• **Material to process**:
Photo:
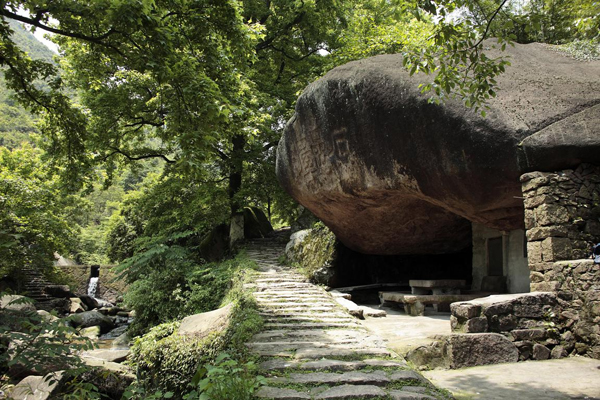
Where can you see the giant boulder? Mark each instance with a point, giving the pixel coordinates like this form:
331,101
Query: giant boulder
391,173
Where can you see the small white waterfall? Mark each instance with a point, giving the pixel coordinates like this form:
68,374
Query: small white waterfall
92,287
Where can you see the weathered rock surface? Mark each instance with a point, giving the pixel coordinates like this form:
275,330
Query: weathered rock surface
60,291
390,173
36,387
15,302
481,349
307,332
92,318
206,323
256,223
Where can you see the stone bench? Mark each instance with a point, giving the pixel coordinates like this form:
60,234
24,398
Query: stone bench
414,304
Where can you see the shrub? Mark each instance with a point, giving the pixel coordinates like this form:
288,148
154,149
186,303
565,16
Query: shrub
167,362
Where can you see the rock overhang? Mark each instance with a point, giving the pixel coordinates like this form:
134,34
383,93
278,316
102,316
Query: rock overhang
391,173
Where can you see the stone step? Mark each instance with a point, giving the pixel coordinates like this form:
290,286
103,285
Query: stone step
316,294
344,392
299,319
377,378
310,325
326,351
300,310
330,365
281,279
279,334
290,291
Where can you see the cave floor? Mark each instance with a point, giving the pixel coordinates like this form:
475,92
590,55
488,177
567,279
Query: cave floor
567,378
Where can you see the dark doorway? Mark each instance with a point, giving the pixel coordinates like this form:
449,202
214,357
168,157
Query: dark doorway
495,257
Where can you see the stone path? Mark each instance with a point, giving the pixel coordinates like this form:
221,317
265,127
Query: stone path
311,348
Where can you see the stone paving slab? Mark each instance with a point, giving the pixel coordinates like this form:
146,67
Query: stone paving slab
377,378
310,333
329,365
312,325
346,392
267,392
408,395
316,349
341,353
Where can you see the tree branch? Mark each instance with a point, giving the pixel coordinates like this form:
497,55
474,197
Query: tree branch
36,22
137,158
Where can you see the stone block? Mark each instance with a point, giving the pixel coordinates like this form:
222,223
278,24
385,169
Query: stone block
498,309
545,286
551,214
533,183
476,325
470,350
525,323
540,352
507,323
543,232
556,249
465,310
534,252
529,219
529,334
558,352
525,349
592,228
536,277
541,266
535,201
530,310
455,325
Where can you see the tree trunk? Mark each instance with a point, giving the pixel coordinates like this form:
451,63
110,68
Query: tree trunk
236,168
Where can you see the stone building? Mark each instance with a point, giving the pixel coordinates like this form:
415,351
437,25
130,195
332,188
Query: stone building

• **What to work on**: Pictures are to be left out. Everything else in the records must be written out exactly.

• **Task output**:
Photo:
Where can you see the giant boulder? Mark each instance with a point, giving the pixel coordinates like this form:
331,101
Query: giant boulder
391,173
Where can you see the small white waterfall? Mark each instance with a point, giving the pixel coordinates like this form:
68,374
Query: small white waterfall
92,287
Where can you see the weathered rock surface? Mark each instance with a point, giving the pixel coordinates like this form:
275,330
Query: weathered rock surface
60,291
390,173
36,387
15,302
481,349
307,332
92,318
206,323
256,223
Where can you see the stone bench? Mark each instance with a point, giving the pixel coordinates like this form:
60,234
24,398
Query: stone bench
414,304
Where can you see the shrub? Mark each instance with a point, giving the pixel coordinates like this form:
288,148
154,149
186,303
565,16
Query: shrub
167,362
Where can you see the rock overhang? Mark each instance with a point, giving the pixel coordinates like this form:
134,34
383,93
278,316
102,316
Query: rock overhang
391,173
Where can you see the stone step? Mark each instance with a point, giving the pixel coordinates like this form:
290,286
103,285
Query: stone step
316,294
344,392
299,319
377,378
310,325
326,351
300,310
330,365
281,279
279,334
290,291
Where can you see the cave floor? Mark each instance with a point, giving the pixel coordinates like this form:
475,92
590,55
488,177
567,279
Query: cave floor
567,378
Where can you see the dark doorway? Mark each instance with a point, giving the pixel coordinates like this form:
449,202
214,357
168,157
Query: dark doorway
495,257
Where can you see the stone path? Mark each instance with a point, giving the pixel coordinates like this form:
221,317
265,127
Query: stone path
311,348
Where can you see the stone paving slab? Mark each instance with a point, giving the pixel coordinates like this form:
146,67
Query: stone paving slab
377,378
310,333
329,365
312,325
346,392
267,392
408,395
316,349
341,353
Where can you see the tree branch? Mark each instance with a point, giving the pixel coordinates like this form:
497,55
474,197
Query: tree branch
36,22
137,158
Where can you see the stone block? Mark each instance with a point, giving the pixel coordinates like this form:
222,223
278,24
385,169
Query: stone block
498,309
545,286
551,214
533,183
476,325
470,350
525,323
540,352
507,323
543,232
556,249
465,310
534,252
529,219
529,334
558,352
525,349
592,228
536,277
541,266
535,201
530,310
455,325
Where can you see the tree trunk? Mark each instance with a point, giving the pixel coordinates like this form:
451,63
110,68
Query: tree trunk
236,168
Where can you see the stone building? Mark each instance with a point, giving the pixel coordinates like this form:
415,351
437,25
130,195
332,188
Query: stone building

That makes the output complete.